- Data entries
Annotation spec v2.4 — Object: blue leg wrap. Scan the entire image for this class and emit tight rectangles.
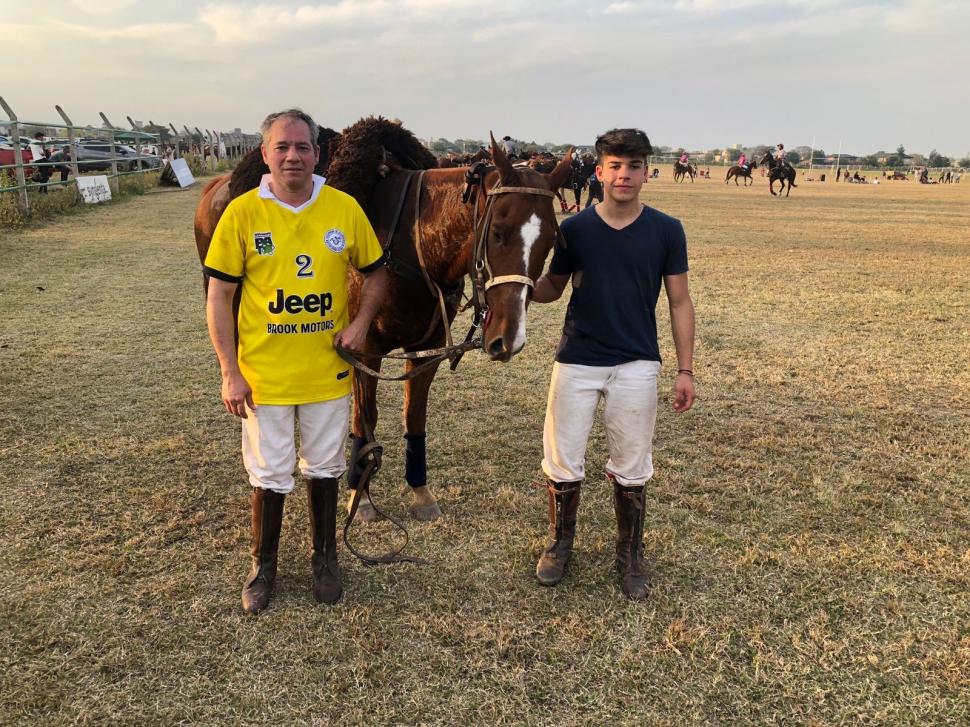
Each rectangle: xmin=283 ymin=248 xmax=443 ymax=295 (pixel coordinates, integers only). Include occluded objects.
xmin=404 ymin=434 xmax=428 ymax=487
xmin=347 ymin=437 xmax=367 ymax=490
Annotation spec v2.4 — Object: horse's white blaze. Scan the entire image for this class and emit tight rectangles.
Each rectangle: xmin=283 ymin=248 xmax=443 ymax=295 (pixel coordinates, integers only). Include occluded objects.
xmin=519 ymin=212 xmax=542 ymax=275
xmin=511 ymin=212 xmax=542 ymax=352
xmin=511 ymin=285 xmax=529 ymax=353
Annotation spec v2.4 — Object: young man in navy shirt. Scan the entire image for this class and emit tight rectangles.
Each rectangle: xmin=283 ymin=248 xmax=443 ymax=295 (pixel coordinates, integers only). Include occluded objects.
xmin=532 ymin=129 xmax=694 ymax=599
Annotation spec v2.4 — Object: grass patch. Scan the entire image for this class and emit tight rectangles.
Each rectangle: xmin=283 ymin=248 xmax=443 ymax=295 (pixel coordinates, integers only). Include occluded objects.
xmin=0 ymin=173 xmax=970 ymax=725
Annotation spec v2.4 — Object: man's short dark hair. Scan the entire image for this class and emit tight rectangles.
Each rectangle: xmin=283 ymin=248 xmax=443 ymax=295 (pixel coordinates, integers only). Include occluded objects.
xmin=259 ymin=108 xmax=320 ymax=149
xmin=594 ymin=129 xmax=653 ymax=163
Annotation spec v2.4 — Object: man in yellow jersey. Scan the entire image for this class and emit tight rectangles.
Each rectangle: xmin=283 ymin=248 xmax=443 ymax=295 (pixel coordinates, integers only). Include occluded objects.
xmin=205 ymin=109 xmax=387 ymax=613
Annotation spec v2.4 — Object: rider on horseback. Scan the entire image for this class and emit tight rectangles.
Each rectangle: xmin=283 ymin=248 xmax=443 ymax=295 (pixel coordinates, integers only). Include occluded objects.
xmin=775 ymin=144 xmax=794 ymax=171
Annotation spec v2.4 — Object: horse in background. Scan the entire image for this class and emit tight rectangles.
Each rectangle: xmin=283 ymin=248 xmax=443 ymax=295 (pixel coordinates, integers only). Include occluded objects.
xmin=724 ymin=159 xmax=758 ymax=187
xmin=761 ymin=151 xmax=798 ymax=197
xmin=674 ymin=161 xmax=697 ymax=184
xmin=438 ymin=146 xmax=492 ymax=169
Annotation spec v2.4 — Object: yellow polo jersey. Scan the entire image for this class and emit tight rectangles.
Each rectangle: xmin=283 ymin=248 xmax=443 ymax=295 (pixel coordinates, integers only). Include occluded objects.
xmin=205 ymin=175 xmax=384 ymax=404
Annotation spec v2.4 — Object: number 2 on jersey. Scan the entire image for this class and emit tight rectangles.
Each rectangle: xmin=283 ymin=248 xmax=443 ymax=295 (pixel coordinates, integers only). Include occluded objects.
xmin=296 ymin=255 xmax=313 ymax=278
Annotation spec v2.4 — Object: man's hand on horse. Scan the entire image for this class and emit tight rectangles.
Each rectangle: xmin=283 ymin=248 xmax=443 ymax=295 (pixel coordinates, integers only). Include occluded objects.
xmin=222 ymin=371 xmax=256 ymax=419
xmin=333 ymin=319 xmax=368 ymax=351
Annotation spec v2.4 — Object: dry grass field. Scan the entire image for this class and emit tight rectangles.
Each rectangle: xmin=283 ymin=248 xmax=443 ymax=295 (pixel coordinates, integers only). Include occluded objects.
xmin=0 ymin=169 xmax=970 ymax=726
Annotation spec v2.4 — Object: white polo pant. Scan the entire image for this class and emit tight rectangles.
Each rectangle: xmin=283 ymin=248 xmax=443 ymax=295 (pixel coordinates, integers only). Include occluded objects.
xmin=242 ymin=394 xmax=350 ymax=495
xmin=542 ymin=361 xmax=660 ymax=487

- Directive
Can you recast everything from the line containing "Annotation spec v2.4 — Object: man's hand" down to the line containing "xmin=0 ymin=169 xmax=970 ymax=726", both included, as a JSON list of strings with one string per line and blank lines left out?

- Task solution
[
  "Annotation spec v2.4 — Object: man's hand on horse. Scan the entire image for this class and emit tight rectangles.",
  "Each rectangle: xmin=283 ymin=248 xmax=443 ymax=295 (pixel coordinates, integers only). Include occluded objects.",
  "xmin=222 ymin=371 xmax=256 ymax=419",
  "xmin=333 ymin=319 xmax=368 ymax=351",
  "Annotation spec v2.4 — Object: dry grass field. Scan the entire image for this class and emit tight rectangles.",
  "Each rectangle: xmin=283 ymin=248 xmax=443 ymax=295 (pixel coordinates, integers only). Include occluded objects.",
  "xmin=0 ymin=169 xmax=970 ymax=726"
]